## Exercises
A - According to the forum thread on RAAF Kittyhawks, which squadron code appears roughly hand painted on the five aircraft in the first picture?
B - Reproduce the part of the Kittyhawk thread that begins at the words "Interesting picture I" and ends after "magnification for you.".

## Text shown
# RAAF Kittyhawks



## Heinz (Feb 23, 2008)

Interesting picture I found of 5 Kittyhawks from 76 squadron.

Intersting it appears the squadron code of SV is hand painted pretty roughly but what has caught my eye is the Kittyhawk in the top right with lightening bolt across the tail. That I've not seen before on an RAAF fighter. 

The planes certainly show the operating conditions they were dealing with.


----------



## Wurger (Feb 23, 2008)

A cool pic my friend, really.I have never seen the lightening on the RAAF a/c tails as well.It looks very interesting. The magnification for you.

BTW You have a nice new siggy.  
Could you send me the pic without your sign,please?


----------



## Micdrow (Feb 23, 2008)

Couple of pictures of P-40's with lightning bolt from the book Aircraft and Markings of the RAAF 1939-1945 Vol 2 by Geoffrey Pentland


----------



## Wurger (Feb 23, 2008)

Nice stuff Micdrow.THX for posting here.


----------



## ccheese (Feb 23, 2008)

Good info.... bet it would make a good model....

Charles


----------



## Micdrow (Feb 23, 2008)

Your welcome guys!!!!


----------



## Wildcat (Feb 23, 2008)

G'day fella's, here's another pic showing the lightning bolt used by 76 sqn.


----------



## Wurger (Feb 23, 2008)

G'day or Good very early morning...
Another good pic.THX Wildcat.
So it seems the lightning on fins was characteristic for 76 Sqn,doesn't it.


----------



## snafud1 (Feb 24, 2008)

Those are awesome! It amazes me to see new photos from that time show up now.


----------



## Heinz (Feb 24, 2008)

Thanks guys!

## Dataset extract
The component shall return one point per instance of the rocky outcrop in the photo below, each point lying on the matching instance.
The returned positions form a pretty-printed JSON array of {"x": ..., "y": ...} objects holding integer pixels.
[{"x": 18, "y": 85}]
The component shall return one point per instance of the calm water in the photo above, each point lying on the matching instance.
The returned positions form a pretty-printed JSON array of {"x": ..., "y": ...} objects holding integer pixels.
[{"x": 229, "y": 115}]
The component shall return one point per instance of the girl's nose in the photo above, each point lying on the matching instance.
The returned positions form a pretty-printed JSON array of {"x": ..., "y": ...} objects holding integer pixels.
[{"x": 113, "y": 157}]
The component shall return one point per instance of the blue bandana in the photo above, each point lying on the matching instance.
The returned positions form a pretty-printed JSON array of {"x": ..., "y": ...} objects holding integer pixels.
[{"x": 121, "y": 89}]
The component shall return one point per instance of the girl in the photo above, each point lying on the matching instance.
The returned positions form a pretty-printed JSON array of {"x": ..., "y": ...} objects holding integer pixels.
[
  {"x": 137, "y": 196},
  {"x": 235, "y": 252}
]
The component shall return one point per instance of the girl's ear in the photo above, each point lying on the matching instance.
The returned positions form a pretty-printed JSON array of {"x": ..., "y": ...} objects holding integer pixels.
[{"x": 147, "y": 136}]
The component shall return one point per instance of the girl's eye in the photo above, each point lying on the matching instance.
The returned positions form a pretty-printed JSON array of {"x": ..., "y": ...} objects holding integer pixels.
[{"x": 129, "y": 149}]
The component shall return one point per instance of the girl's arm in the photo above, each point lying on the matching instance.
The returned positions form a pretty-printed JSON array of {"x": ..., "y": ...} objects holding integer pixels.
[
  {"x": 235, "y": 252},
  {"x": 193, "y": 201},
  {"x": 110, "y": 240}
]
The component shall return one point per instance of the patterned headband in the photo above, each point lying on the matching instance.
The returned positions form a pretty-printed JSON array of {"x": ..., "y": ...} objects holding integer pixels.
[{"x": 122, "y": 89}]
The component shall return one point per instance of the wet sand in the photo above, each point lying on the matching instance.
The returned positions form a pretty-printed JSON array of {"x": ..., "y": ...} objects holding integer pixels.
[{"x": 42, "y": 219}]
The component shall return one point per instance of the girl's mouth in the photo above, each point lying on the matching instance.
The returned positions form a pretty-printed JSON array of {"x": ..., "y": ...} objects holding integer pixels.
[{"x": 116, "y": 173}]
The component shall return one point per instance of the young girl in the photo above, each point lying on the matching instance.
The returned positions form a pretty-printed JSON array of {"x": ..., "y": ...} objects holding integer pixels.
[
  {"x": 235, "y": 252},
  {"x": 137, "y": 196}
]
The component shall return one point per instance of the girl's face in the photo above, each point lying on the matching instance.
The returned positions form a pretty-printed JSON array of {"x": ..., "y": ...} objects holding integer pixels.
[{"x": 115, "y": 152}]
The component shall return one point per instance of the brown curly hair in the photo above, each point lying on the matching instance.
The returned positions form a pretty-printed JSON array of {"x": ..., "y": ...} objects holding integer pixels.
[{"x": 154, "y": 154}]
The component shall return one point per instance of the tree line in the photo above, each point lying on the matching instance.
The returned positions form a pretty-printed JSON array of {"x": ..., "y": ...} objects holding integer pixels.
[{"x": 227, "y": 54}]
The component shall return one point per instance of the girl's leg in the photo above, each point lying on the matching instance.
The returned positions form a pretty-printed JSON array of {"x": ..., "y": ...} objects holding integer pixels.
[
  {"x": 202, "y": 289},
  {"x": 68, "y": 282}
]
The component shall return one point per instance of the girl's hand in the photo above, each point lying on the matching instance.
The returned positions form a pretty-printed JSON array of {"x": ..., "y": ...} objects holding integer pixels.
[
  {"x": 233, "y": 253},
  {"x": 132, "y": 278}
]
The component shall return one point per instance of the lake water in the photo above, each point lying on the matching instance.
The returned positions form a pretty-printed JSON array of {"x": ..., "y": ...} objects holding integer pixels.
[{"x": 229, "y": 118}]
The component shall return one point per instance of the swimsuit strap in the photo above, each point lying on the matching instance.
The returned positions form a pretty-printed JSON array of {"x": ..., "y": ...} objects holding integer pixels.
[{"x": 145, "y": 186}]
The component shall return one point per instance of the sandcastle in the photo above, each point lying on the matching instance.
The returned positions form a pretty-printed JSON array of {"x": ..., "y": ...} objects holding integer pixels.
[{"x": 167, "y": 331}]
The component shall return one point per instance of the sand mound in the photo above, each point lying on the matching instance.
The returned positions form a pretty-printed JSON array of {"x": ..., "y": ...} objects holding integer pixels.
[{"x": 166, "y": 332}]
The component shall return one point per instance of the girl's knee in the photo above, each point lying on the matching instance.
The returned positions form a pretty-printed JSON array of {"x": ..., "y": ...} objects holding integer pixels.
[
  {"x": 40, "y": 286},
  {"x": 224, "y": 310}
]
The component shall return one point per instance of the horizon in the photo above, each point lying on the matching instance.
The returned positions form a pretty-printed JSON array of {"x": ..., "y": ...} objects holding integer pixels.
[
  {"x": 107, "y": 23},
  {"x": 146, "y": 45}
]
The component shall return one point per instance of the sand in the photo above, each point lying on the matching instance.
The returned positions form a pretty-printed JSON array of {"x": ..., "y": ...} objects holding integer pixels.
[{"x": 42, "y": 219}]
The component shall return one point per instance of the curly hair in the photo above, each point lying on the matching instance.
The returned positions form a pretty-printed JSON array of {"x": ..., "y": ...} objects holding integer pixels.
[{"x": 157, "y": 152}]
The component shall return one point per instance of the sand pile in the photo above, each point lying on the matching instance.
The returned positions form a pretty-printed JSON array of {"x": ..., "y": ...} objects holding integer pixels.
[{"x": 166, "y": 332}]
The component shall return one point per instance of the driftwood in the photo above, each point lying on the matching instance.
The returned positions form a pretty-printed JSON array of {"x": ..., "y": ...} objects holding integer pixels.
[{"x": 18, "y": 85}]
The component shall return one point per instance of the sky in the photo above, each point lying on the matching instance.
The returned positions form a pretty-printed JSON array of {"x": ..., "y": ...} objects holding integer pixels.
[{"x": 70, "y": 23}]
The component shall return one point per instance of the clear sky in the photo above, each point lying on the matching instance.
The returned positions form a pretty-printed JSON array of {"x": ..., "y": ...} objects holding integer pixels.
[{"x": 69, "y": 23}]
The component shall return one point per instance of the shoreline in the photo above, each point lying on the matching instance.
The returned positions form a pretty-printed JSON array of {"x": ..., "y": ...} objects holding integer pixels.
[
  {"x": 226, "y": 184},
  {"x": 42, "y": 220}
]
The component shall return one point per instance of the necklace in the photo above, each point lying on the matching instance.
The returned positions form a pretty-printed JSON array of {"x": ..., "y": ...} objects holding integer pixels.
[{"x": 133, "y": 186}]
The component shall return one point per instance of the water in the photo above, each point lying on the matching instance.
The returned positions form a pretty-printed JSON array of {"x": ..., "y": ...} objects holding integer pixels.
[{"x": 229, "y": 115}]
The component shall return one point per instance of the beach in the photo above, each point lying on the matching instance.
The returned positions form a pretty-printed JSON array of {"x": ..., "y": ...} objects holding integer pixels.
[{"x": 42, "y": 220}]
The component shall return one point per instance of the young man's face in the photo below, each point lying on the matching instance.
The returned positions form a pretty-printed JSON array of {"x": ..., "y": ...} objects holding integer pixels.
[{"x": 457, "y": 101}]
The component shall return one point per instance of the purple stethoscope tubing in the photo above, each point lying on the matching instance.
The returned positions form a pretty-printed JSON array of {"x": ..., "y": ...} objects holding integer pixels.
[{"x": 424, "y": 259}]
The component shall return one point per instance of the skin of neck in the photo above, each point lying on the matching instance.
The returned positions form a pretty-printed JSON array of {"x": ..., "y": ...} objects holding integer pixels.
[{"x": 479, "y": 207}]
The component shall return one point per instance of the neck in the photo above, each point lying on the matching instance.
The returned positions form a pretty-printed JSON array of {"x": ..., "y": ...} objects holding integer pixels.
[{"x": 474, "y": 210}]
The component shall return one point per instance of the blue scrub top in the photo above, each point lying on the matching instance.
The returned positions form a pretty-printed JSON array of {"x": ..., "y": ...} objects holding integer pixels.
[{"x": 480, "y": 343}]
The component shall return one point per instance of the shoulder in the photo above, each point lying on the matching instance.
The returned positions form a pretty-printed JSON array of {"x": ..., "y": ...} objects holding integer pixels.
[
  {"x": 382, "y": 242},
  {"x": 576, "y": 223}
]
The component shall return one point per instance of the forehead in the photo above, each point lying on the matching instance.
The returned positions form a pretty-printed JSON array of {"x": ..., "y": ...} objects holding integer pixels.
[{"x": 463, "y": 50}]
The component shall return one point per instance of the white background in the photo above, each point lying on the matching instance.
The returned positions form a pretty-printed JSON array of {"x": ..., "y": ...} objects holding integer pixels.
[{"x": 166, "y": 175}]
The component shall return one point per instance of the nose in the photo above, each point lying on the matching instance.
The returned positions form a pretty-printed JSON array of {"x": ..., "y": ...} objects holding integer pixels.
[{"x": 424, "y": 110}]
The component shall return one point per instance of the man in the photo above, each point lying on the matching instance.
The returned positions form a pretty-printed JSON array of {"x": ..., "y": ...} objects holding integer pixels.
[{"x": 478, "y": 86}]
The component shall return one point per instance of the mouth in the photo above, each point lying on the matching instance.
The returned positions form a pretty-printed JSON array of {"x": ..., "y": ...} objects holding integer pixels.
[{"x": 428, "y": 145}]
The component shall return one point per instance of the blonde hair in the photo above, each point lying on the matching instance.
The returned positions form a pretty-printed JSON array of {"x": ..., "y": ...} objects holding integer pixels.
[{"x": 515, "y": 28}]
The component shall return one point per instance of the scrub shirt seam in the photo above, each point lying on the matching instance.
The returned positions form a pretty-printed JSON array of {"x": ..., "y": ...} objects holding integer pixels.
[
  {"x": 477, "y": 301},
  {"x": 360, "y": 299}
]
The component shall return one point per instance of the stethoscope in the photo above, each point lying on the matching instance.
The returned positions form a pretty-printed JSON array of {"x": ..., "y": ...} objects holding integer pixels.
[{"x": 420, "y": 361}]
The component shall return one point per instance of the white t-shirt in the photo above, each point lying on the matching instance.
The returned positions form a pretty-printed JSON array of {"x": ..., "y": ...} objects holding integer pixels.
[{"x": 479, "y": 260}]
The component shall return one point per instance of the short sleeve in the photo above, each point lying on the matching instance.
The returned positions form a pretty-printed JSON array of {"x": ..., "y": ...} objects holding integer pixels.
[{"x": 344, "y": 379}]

## The replies
A - SV

B -
Interesting picture I found of 5 Kittyhawks from 76 squadron.

Intersting it appears the squadron code of SV is hand painted pretty roughly but what has caught my eye is the Kittyhawk in the top right with lightening bolt across the tail. That I've not seen before on an RAAF fighter. 

The planes certainly show the operating conditions they were dealing with.


----------



## Wurger (Feb 23, 2008)

A cool pic my friend, really.I have never seen the lightening on the RAAF a/c tails as well.It looks very interesting. The magnification for you.